Work instruction> Could you restate the entries below word for word?

Top of Recorded information

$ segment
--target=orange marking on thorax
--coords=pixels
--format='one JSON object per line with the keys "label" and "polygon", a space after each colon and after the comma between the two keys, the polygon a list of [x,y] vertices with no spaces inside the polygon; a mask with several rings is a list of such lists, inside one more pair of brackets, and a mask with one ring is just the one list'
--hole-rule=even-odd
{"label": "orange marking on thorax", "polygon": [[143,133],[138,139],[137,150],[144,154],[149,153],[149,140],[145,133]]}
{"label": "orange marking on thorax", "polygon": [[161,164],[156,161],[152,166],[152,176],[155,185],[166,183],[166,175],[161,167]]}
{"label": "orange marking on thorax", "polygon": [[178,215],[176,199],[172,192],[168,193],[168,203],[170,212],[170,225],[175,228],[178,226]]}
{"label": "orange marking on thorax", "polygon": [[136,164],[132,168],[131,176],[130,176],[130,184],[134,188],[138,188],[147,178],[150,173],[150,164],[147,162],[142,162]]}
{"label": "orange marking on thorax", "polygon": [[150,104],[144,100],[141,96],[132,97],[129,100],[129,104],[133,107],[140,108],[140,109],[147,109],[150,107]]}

Bottom of Recorded information

Problem solution>
$ segment
--target=orange marking on thorax
--coords=pixels
--format='one JSON object per line with the keys "label" and "polygon", a space after each colon and after the comma between the two keys, the polygon a list of [x,y] vertices with no spaces inside the polygon; a mask with several rings is a list of such lists, inside one more pair of brackets, and a mask with one ring is just the one list'
--hole-rule=even-odd
{"label": "orange marking on thorax", "polygon": [[143,133],[138,139],[137,150],[144,154],[149,153],[149,140],[145,133]]}
{"label": "orange marking on thorax", "polygon": [[161,164],[156,161],[152,166],[152,176],[155,185],[166,183],[166,175],[161,167]]}
{"label": "orange marking on thorax", "polygon": [[178,215],[176,199],[172,192],[168,193],[168,203],[170,212],[170,225],[175,228],[178,226]]}
{"label": "orange marking on thorax", "polygon": [[136,164],[132,168],[131,176],[130,176],[130,184],[134,188],[138,188],[147,178],[150,173],[150,164],[147,162],[142,162]]}
{"label": "orange marking on thorax", "polygon": [[150,104],[144,100],[141,96],[132,97],[129,100],[129,104],[133,107],[140,108],[140,109],[147,109],[150,107]]}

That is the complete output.